- [Text]:
______

NORTH DUNDAS — With the winter heating season back in full swing, the North Dundas Fire Department reminds residents to install a carbon monoxide alarm adjacent to each sleeping area if your home has a fuel-burning appliance or attached garage.
For added protection, install a carbon monoxide alarm on every storey of the home according to manufacturer’s instructions.
In Ontario, over 65 percent of all injuries and deaths due to carbon monoxide occur in homes — a source of concern to local fire departments. The U.S. Centers for Disease Control and Prevention says that thousands of people visit emergency rooms and are hospitalized because of carbon monoxide (CO) poisoning every year. Exposure to the invisible, odourless gas can cause flu-like symptoms and snuff out your life.
If your CO alarm sounds, and you or other occupants suffer from symptoms of CO poisoning, get everyone out of the home immediately. Then call 9-1-1 or your local emergency services number from outside the building. If your CO alarm sounds and no one is suffering from symptoms of CO poisoning, check to see if the battery needs replacing, or the alarm has reached its “end-of-life” before calling 9-1-1.

______

- [Task instructions]:
1/ List every place name that appears in the fire safety notice.
2/ Please translate this sentence from the fire safety notice into Spanish: "For added protection, install a carbon monoxide alarm on every storey of the home according to manufacturer’s instructions."
3/ Answer these questions using the fire safety notice.
(a) In Ontario, what share of all carbon monoxide injuries and deaths occur in homes?
(b) From where should 9-1-1 be called when people have symptoms of CO poisoning?
(c) When the CO alarm sounds and no one has symptoms, what two things should be checked before calling 9-1-1?

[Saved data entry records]
______

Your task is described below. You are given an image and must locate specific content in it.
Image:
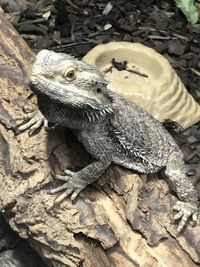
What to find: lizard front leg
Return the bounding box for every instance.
[50,153,112,203]
[165,152,198,232]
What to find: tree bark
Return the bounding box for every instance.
[0,8,200,267]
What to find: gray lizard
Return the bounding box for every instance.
[20,50,198,232]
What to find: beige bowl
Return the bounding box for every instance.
[83,42,200,128]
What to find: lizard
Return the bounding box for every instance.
[19,50,198,232]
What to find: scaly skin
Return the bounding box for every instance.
[23,50,197,231]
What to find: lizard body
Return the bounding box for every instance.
[27,50,197,231]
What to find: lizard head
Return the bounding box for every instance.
[30,50,112,118]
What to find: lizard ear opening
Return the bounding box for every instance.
[96,88,102,94]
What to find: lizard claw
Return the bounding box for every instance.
[15,111,48,134]
[173,201,197,233]
[50,170,87,203]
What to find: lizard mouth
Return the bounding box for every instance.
[29,73,110,111]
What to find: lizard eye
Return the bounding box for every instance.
[64,67,76,82]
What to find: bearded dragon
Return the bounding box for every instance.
[21,50,198,232]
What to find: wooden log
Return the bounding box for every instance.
[0,8,200,267]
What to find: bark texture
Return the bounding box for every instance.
[0,8,200,267]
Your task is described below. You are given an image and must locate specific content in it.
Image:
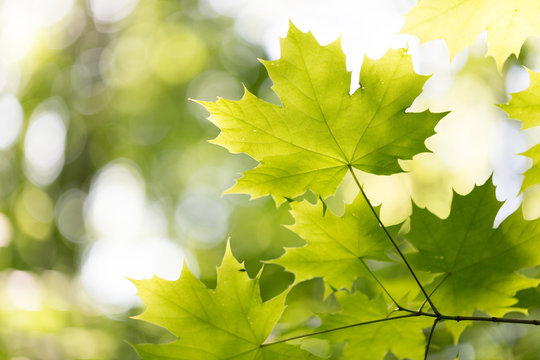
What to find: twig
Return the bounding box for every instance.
[424,318,440,360]
[347,165,441,315]
[358,257,403,310]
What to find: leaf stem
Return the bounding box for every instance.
[418,273,451,311]
[347,164,441,315]
[261,314,420,347]
[424,318,440,360]
[260,308,540,348]
[358,257,403,310]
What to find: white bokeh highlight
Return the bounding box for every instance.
[0,94,24,151]
[81,159,184,312]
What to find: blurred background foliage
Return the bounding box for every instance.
[0,0,301,360]
[0,0,540,360]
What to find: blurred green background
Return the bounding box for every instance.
[0,0,540,360]
[0,0,301,360]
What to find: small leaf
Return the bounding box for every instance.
[405,182,540,316]
[134,243,313,360]
[273,195,399,289]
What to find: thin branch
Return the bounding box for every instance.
[438,313,540,325]
[358,257,403,309]
[347,164,441,315]
[424,318,439,360]
[261,314,419,347]
[418,273,450,311]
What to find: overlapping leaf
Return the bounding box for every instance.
[274,195,399,289]
[402,0,540,69]
[134,249,312,360]
[314,291,433,360]
[500,71,540,190]
[406,183,540,316]
[197,24,444,200]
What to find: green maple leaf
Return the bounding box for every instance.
[134,248,313,360]
[499,67,540,191]
[405,182,540,316]
[273,195,399,289]
[318,291,433,360]
[402,0,540,69]
[196,24,445,201]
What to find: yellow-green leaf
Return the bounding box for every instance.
[134,248,313,360]
[197,25,445,201]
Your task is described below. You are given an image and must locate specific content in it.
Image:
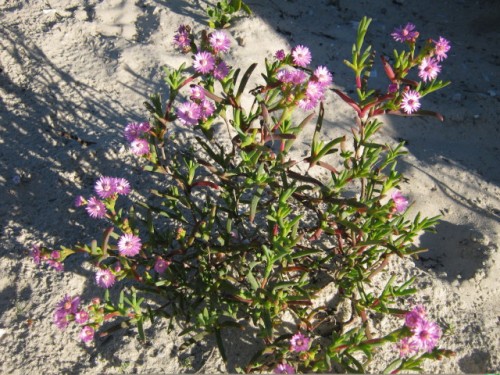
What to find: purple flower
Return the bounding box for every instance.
[123,122,142,142]
[47,259,64,272]
[314,66,333,86]
[78,326,95,343]
[290,332,311,352]
[213,61,229,80]
[85,197,106,219]
[52,309,69,329]
[433,36,451,61]
[75,310,89,324]
[411,319,441,352]
[154,257,170,274]
[176,102,201,125]
[396,337,418,357]
[139,122,151,135]
[297,97,318,111]
[114,178,131,195]
[130,138,149,156]
[208,30,231,53]
[74,195,87,207]
[189,85,205,101]
[401,90,420,114]
[174,25,191,52]
[387,83,399,94]
[94,177,116,199]
[391,22,419,42]
[30,245,42,266]
[391,190,408,212]
[276,69,307,85]
[193,51,215,74]
[273,363,295,374]
[405,309,424,329]
[95,270,116,289]
[56,295,80,314]
[274,49,286,61]
[418,57,441,82]
[292,45,312,68]
[118,233,142,257]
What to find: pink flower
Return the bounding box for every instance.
[176,102,201,125]
[290,332,311,352]
[74,195,87,207]
[387,83,399,94]
[139,122,151,135]
[297,97,318,111]
[130,138,149,156]
[276,69,307,85]
[314,66,333,86]
[94,177,116,199]
[114,178,131,195]
[75,310,89,324]
[79,326,95,343]
[30,245,42,266]
[405,309,425,328]
[391,190,408,212]
[391,23,419,42]
[213,61,229,80]
[193,51,215,74]
[401,90,420,114]
[174,25,191,52]
[154,257,170,274]
[208,30,231,53]
[412,319,441,352]
[292,45,312,68]
[290,69,307,85]
[418,57,441,82]
[118,233,142,257]
[396,337,418,357]
[85,197,106,219]
[189,85,205,101]
[273,363,295,374]
[95,270,116,289]
[274,49,286,61]
[47,259,64,272]
[433,36,451,61]
[123,122,143,142]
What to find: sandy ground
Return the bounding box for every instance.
[0,0,500,374]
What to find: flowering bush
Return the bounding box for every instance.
[32,18,458,373]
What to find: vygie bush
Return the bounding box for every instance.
[32,13,452,373]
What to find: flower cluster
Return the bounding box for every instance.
[174,25,191,53]
[174,25,231,126]
[274,45,332,111]
[54,295,95,343]
[397,305,441,357]
[30,245,64,272]
[124,122,151,156]
[75,177,131,219]
[389,23,451,114]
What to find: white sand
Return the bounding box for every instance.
[0,0,500,374]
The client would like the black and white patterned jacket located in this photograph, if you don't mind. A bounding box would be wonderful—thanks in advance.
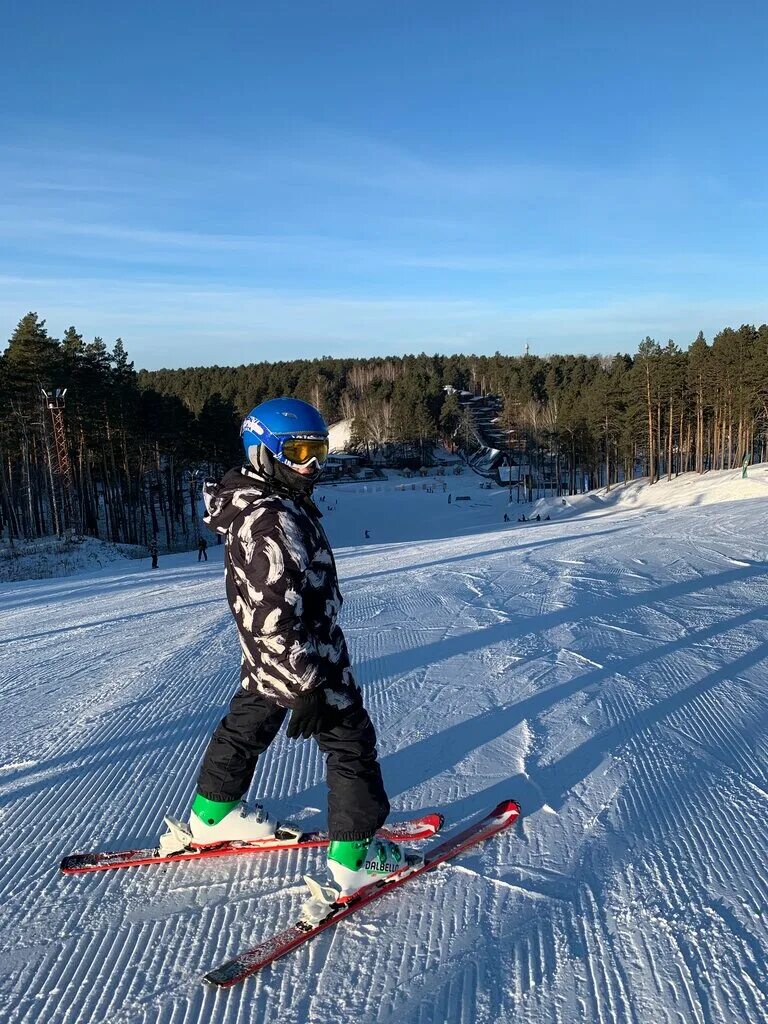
[204,468,357,709]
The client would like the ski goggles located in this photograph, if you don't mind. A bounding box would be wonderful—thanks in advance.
[275,437,328,466]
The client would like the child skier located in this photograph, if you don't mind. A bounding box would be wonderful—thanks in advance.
[189,398,420,897]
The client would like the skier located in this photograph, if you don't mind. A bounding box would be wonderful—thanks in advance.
[189,398,421,899]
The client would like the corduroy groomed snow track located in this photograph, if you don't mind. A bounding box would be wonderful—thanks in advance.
[0,467,768,1024]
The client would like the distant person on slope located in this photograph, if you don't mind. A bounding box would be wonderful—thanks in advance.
[189,398,420,896]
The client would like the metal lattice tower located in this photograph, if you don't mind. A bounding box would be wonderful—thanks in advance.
[43,388,78,529]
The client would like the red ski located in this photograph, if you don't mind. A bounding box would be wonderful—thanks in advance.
[203,800,520,988]
[60,814,442,874]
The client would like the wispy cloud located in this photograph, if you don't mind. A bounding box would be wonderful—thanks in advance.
[0,275,768,367]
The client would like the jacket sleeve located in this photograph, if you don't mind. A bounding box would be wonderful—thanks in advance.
[229,506,326,706]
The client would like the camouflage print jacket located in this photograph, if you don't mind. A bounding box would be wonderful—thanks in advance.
[204,468,357,709]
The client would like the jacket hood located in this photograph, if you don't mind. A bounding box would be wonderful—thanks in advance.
[203,466,321,534]
[203,469,272,534]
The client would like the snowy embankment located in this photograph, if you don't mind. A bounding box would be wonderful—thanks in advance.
[0,467,768,1024]
[0,537,148,583]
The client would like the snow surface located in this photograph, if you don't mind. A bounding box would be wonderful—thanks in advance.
[0,466,768,1024]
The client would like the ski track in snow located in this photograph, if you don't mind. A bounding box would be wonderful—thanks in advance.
[0,474,768,1024]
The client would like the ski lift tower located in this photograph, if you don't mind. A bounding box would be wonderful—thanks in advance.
[41,388,78,530]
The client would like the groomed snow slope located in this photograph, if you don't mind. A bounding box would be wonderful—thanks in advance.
[0,467,768,1024]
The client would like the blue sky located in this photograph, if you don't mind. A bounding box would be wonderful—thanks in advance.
[0,0,768,368]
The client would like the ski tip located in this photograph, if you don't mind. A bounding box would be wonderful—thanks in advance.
[490,800,521,824]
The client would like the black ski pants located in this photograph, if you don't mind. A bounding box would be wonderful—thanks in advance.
[198,687,389,840]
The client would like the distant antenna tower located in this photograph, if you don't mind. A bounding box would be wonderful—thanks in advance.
[41,388,77,529]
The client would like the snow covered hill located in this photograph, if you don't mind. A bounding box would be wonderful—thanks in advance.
[0,466,768,1024]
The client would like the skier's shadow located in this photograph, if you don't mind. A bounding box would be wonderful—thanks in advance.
[282,598,768,824]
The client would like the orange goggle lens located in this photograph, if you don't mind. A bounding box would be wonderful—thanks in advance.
[283,437,328,466]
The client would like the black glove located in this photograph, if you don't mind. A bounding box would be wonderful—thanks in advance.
[287,690,331,739]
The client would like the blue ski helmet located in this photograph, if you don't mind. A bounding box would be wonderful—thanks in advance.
[240,398,328,469]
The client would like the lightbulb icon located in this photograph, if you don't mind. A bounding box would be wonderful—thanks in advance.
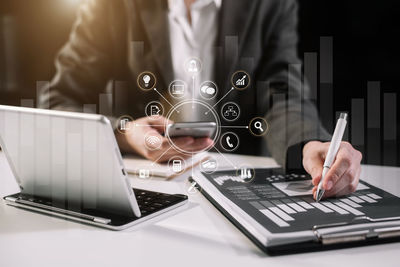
[143,74,151,87]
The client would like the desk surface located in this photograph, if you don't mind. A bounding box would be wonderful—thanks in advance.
[0,152,400,267]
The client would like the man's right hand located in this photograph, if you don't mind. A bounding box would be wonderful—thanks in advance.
[116,117,213,162]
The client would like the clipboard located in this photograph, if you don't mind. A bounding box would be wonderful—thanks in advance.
[190,169,400,255]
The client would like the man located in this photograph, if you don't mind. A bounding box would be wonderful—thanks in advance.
[41,0,361,197]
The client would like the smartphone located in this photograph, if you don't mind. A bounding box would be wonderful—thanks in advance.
[165,122,217,138]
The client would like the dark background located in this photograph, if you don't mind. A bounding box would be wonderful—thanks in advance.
[0,0,400,166]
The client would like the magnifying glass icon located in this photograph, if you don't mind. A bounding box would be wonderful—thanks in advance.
[254,121,264,132]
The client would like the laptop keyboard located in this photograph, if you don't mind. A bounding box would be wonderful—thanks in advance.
[133,188,181,216]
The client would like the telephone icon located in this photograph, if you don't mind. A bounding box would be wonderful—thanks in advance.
[225,136,234,148]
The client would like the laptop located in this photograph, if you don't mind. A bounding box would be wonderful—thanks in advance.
[0,105,188,230]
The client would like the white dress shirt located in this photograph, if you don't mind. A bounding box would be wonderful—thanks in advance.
[168,0,222,119]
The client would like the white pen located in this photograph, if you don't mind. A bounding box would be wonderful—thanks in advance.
[316,113,347,202]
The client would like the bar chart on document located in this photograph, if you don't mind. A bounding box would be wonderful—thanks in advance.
[203,169,400,232]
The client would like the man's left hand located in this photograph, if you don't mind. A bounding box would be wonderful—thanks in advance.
[303,141,362,198]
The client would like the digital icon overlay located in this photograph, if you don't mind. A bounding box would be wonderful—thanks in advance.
[137,71,157,91]
[249,117,269,136]
[168,80,187,99]
[221,102,240,121]
[220,132,239,152]
[168,156,186,174]
[144,133,162,150]
[200,157,218,174]
[236,165,256,183]
[200,81,218,100]
[231,70,250,90]
[115,115,133,134]
[145,101,164,119]
[185,58,202,75]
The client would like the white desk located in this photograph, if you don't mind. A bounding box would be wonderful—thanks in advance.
[0,152,400,267]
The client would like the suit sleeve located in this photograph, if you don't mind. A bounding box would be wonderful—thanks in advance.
[259,0,330,169]
[39,0,112,112]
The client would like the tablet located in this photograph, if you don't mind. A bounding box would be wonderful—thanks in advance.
[0,106,187,230]
[166,122,217,138]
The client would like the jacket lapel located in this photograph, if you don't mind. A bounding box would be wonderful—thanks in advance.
[136,0,173,90]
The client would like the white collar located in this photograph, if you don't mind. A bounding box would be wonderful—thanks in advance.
[168,0,222,13]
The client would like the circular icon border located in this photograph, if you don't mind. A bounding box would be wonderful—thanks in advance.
[144,101,164,120]
[136,71,157,92]
[221,102,241,122]
[219,132,240,152]
[249,117,270,137]
[231,70,251,91]
[165,100,221,155]
[199,81,219,100]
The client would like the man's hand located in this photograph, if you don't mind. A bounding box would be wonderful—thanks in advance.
[303,141,362,198]
[116,117,213,162]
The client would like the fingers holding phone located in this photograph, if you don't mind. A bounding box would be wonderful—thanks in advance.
[116,117,213,162]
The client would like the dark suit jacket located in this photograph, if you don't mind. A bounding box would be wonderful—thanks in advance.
[40,0,329,169]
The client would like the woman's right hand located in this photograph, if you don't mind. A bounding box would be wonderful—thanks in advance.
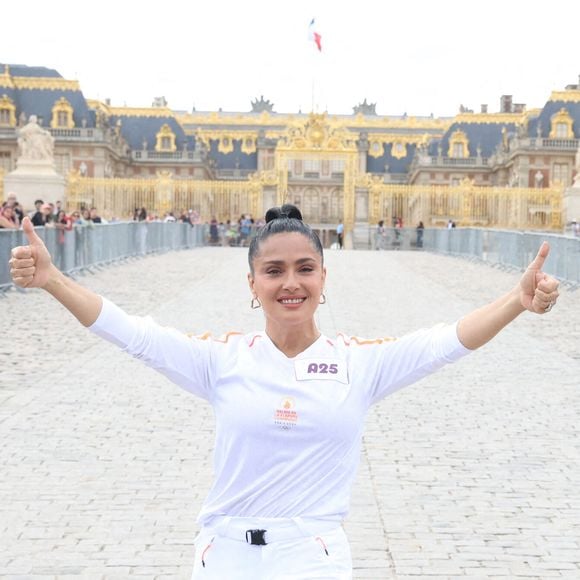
[10,217,54,288]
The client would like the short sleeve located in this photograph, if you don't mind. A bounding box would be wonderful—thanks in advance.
[89,298,214,400]
[357,323,472,404]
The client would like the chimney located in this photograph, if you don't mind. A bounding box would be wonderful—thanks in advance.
[499,95,512,113]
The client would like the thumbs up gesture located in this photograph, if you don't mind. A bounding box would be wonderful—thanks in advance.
[10,217,53,288]
[520,242,560,314]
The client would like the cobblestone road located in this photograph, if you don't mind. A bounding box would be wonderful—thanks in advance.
[0,248,580,580]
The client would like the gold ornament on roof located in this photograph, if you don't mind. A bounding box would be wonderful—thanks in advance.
[447,129,469,158]
[278,113,357,151]
[50,97,75,129]
[0,95,16,127]
[155,123,177,152]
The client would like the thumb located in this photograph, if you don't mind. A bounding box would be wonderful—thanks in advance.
[22,216,44,246]
[528,242,550,270]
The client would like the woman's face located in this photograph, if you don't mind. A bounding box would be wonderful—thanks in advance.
[248,232,326,326]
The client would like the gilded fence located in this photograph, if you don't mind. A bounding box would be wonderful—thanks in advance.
[66,172,267,221]
[66,169,563,231]
[358,176,563,230]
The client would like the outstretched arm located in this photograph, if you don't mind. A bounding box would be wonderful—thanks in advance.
[10,217,102,326]
[457,242,559,349]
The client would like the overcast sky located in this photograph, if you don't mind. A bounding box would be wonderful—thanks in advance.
[0,0,580,116]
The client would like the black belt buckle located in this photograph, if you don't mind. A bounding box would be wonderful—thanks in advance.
[246,530,266,546]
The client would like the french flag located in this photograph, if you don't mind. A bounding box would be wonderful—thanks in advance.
[308,18,322,52]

______

- [Task-by-task outputs]:
1/
North Dundas
Ontario
U.S.

2/ Para mayor protección, instale una alarma de monóxido de carbono en cada piso de la vivienda según las instrucciones del fabricante.

3/
(a) Over 65 percent.
(b) From outside the building.
(c) Whether the battery needs replacing, or whether the alarm has reached its "end-of-life."